◆ What the task requires
Set down each record exactly. Omit the pictures.

╭──

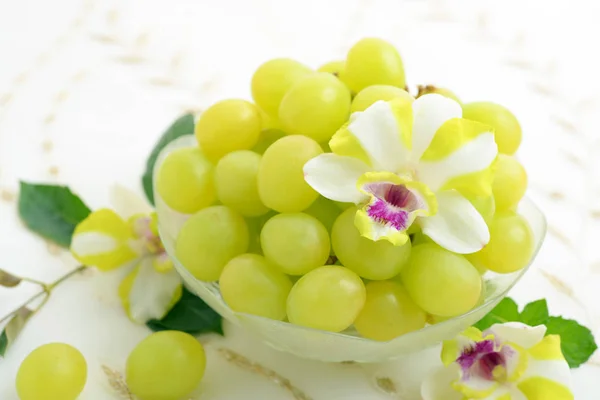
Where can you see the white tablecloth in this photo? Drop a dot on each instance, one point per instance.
(86, 88)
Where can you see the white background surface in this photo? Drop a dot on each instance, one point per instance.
(86, 88)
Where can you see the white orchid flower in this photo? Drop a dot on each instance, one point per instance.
(510, 361)
(128, 237)
(411, 161)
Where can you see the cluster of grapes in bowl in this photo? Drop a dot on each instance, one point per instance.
(266, 244)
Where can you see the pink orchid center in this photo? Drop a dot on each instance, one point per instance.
(392, 204)
(485, 361)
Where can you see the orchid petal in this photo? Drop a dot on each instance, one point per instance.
(335, 177)
(461, 156)
(457, 226)
(430, 112)
(103, 240)
(518, 333)
(438, 386)
(149, 294)
(384, 132)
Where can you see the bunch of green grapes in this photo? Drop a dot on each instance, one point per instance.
(281, 251)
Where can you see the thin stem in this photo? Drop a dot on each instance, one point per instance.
(34, 281)
(47, 290)
(65, 277)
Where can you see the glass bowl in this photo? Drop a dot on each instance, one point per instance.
(345, 346)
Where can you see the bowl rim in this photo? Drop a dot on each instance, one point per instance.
(514, 277)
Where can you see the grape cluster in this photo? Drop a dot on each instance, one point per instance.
(166, 365)
(281, 251)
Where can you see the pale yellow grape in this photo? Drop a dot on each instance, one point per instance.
(53, 371)
(441, 282)
(324, 210)
(369, 95)
(209, 239)
(388, 312)
(373, 61)
(420, 238)
(235, 181)
(442, 91)
(250, 284)
(507, 130)
(281, 183)
(476, 262)
(315, 106)
(272, 80)
(297, 243)
(227, 126)
(333, 67)
(486, 206)
(185, 180)
(510, 182)
(255, 226)
(166, 365)
(266, 139)
(327, 298)
(511, 244)
(374, 260)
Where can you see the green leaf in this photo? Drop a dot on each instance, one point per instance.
(506, 311)
(184, 125)
(576, 341)
(191, 314)
(51, 211)
(535, 313)
(8, 279)
(13, 328)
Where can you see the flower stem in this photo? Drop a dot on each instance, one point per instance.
(46, 290)
(65, 277)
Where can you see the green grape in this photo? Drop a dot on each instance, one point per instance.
(281, 183)
(343, 206)
(511, 244)
(369, 95)
(510, 183)
(272, 80)
(441, 282)
(255, 226)
(324, 210)
(507, 130)
(327, 298)
(209, 239)
(267, 138)
(388, 312)
(374, 260)
(235, 181)
(227, 126)
(373, 61)
(423, 90)
(166, 365)
(297, 243)
(251, 284)
(53, 371)
(420, 238)
(486, 206)
(268, 122)
(333, 67)
(185, 180)
(315, 106)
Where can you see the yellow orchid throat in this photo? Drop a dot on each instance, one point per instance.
(395, 201)
(507, 361)
(409, 162)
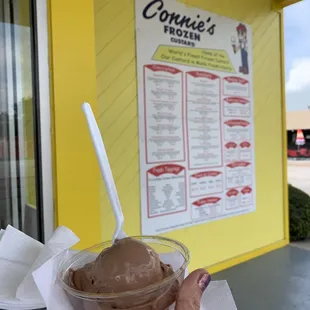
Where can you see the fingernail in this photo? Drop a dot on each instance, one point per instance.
(204, 281)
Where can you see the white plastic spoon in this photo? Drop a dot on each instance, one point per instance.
(105, 171)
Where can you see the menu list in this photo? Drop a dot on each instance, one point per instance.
(196, 130)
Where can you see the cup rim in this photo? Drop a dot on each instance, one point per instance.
(63, 270)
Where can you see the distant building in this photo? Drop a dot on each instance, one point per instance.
(298, 120)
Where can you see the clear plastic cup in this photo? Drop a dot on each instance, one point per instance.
(159, 295)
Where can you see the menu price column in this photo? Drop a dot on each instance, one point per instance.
(203, 120)
(164, 114)
(166, 190)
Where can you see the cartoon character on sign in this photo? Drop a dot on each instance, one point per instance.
(242, 45)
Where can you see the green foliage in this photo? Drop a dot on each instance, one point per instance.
(299, 204)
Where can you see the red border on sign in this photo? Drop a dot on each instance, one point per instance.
(207, 218)
(238, 140)
(206, 194)
(145, 117)
(239, 186)
(169, 213)
(245, 116)
(187, 126)
(229, 95)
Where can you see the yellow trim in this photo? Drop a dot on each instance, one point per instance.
(246, 257)
(73, 67)
(284, 133)
(280, 4)
(54, 170)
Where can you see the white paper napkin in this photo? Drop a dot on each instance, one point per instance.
(62, 239)
(17, 254)
(20, 255)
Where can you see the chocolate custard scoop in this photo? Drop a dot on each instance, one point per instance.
(127, 265)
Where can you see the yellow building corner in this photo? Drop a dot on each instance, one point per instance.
(93, 58)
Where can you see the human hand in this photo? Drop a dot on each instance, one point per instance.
(192, 289)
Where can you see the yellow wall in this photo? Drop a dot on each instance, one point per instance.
(73, 80)
(117, 114)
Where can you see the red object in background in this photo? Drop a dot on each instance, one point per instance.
(300, 139)
(303, 152)
(292, 153)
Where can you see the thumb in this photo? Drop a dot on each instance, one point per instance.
(192, 289)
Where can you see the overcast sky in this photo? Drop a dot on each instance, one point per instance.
(297, 52)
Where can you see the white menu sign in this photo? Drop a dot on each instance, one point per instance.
(196, 129)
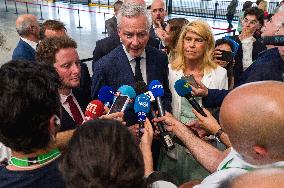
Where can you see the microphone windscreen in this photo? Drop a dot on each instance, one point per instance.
(182, 87)
(106, 94)
(142, 103)
(140, 87)
(156, 88)
(127, 90)
(277, 40)
(94, 109)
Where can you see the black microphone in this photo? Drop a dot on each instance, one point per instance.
(183, 89)
(277, 40)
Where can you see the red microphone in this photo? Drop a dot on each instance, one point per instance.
(94, 110)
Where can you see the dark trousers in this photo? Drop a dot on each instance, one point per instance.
(230, 18)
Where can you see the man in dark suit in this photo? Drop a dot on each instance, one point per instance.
(61, 53)
(28, 29)
(268, 66)
(158, 13)
(106, 45)
(55, 28)
(111, 24)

╰──

◆ Response
Where can you see the white tablecloth in this photo? Drop a dot on each instance, one point per instance.
(86, 88)
Where can you see the white background surface in this photo? Drop a dot on each instance, one point per instance.
(86, 88)
Where can you see the white orchid flower in this photo? Drop a dot on each instance, one point per instance.
(510, 361)
(128, 237)
(411, 161)
Where can you see the cluster of grapes in bowl in this photo? Drop a dot on each instance, one point per instance.
(266, 244)
Where can you see the pink orchid center in this photo? Drop a dot on each instance, one point per instance.
(392, 204)
(485, 361)
Where can you see the orchid petal in this photo? Drop a dot on each instance, one point per instance.
(335, 177)
(461, 156)
(457, 226)
(430, 112)
(103, 240)
(518, 333)
(438, 386)
(149, 294)
(384, 132)
Where can you see the bunch of green grapes in this photo? Drop a dot on each instance, one point per instance.
(281, 251)
Where can you see the thin stem in this photo? Drop a dot on each instance, one point per instance.
(34, 281)
(47, 290)
(65, 277)
Where can you see the glass bowl in this photo? Drop a dot on each instance, one point per instance.
(345, 346)
Where can you see the bowl rim in this photo? Drop a dot on each instance, one point per instance.
(514, 277)
Where can you see the grape cluster in this photo? Drop a dot on each instance, one point per instance.
(166, 365)
(281, 251)
Where can you see the pale yellow grape in this photo? Drop a dot on each instance, one point per instance.
(53, 371)
(441, 282)
(324, 210)
(369, 95)
(209, 239)
(388, 312)
(373, 61)
(420, 238)
(235, 181)
(442, 91)
(250, 284)
(507, 130)
(281, 183)
(476, 262)
(315, 106)
(272, 80)
(297, 243)
(227, 126)
(333, 67)
(486, 206)
(185, 180)
(510, 182)
(255, 226)
(166, 365)
(266, 139)
(327, 298)
(511, 244)
(374, 260)
Where can you see the green leaf in this photo? Drop a dot on each instance, one point per instance.
(506, 311)
(184, 125)
(576, 341)
(191, 314)
(51, 211)
(535, 313)
(8, 279)
(13, 328)
Where can you see the flower stem in this photo? Drop a dot on each instance, one point per instance.
(46, 290)
(65, 277)
Where can you see the green grape in this photo? Drop a dot on each instance, one point per instance.
(281, 183)
(343, 206)
(511, 244)
(369, 95)
(510, 183)
(272, 80)
(441, 282)
(255, 226)
(324, 210)
(507, 130)
(327, 298)
(209, 239)
(267, 138)
(388, 312)
(374, 260)
(235, 181)
(227, 126)
(373, 61)
(423, 90)
(166, 365)
(297, 243)
(251, 284)
(53, 371)
(420, 238)
(486, 206)
(268, 122)
(333, 67)
(185, 180)
(315, 106)
Where can you see the yellow orchid throat in this photo? Drop a dot on each instance, one point per instance.
(395, 201)
(507, 361)
(409, 162)
Where can you see the fingernail in this photo? Drop a dot on each instance, one point per instance.
(204, 281)
Where can you see the white plastic spoon in this photo? Drop a dot on each instance, one point per instance.
(105, 171)
Where can you see the menu list in this photo? Drop a dot on each instance, one point per instance.
(196, 130)
Where can you see the cup rim in this photo? Drop a dot on each instance, one point per instance.
(63, 270)
Where can you see the distant building in this photo? Drop a dot on each instance, one point per instance.
(298, 120)
Where can you see the clear plastic cup in this photo? Drop a dot on each instance, one point per instance.
(159, 295)
Where can you see the menu price column in this photo? Drop a dot on each instance, one point per instance.
(203, 120)
(164, 114)
(166, 190)
Where can you see the cartoon character on sign in this photo? Drop a dot on each instance, one point per instance.
(242, 45)
Where can you see the green foliage in this photo? Drop a dot on each instance, one point per instance.
(299, 204)
Where can you see the red border on sign in this photo? Drop a dot on each instance, one point per instance.
(207, 218)
(238, 140)
(206, 194)
(145, 117)
(239, 186)
(169, 213)
(245, 116)
(187, 126)
(229, 95)
Where can you see the yellow trim in this photo? Drop a dot on each instance, one point per instance.
(246, 257)
(73, 67)
(284, 133)
(280, 4)
(54, 170)
Where can you see the white paper napkin in this photo? Drop a dot on each instance, one point per instance.
(62, 239)
(17, 254)
(20, 255)
Where can you see the chocolate custard scoop in this photo? Drop a dot on each instance, one point per instance.
(127, 265)
Where can you see the yellow building corner in this photo? Drop a dot on each instance, one point per instance.
(93, 58)
Where can you see the human hand in this photo? Drop a dot on each instance, one point per instance.
(192, 289)
Where can you see the yellow wall in this photo? Drop a dot on each instance, one point per instance.
(73, 80)
(117, 114)
Where can you see the red object in background in this photo? Drop a dot on each instance, one point per instance.
(300, 139)
(303, 152)
(292, 153)
Where can you see the thumb in this photo? Drop a dot on each instance, one point per instance.
(192, 289)
Where can you see the overcast sky in this photo? Drop a dot on each instance, one point per instance.
(297, 52)
Where can you see the white menu sign in this photo? Drop a dot on each instance, one point per instance.
(196, 129)
Where can you see the microphone windscreen in this photo? Drop a dot on each instance, one point per instance.
(182, 87)
(106, 94)
(142, 103)
(140, 87)
(156, 88)
(127, 90)
(277, 40)
(94, 109)
Where can you see the black microphone in this photo? Drop a dot on each instance, one point per instance.
(183, 89)
(277, 40)
Where can you see the red microphone in this photo? Drop a dot on each instance, one point per instance.
(94, 110)
Where can you see the dark trousers in this photo? Drop a dot on each instance, one point per instance.
(230, 18)
Where can you see the man in dark suit in this photo? Drop a dot on each instance, one point per instance.
(61, 53)
(28, 29)
(268, 66)
(158, 13)
(106, 45)
(55, 28)
(111, 24)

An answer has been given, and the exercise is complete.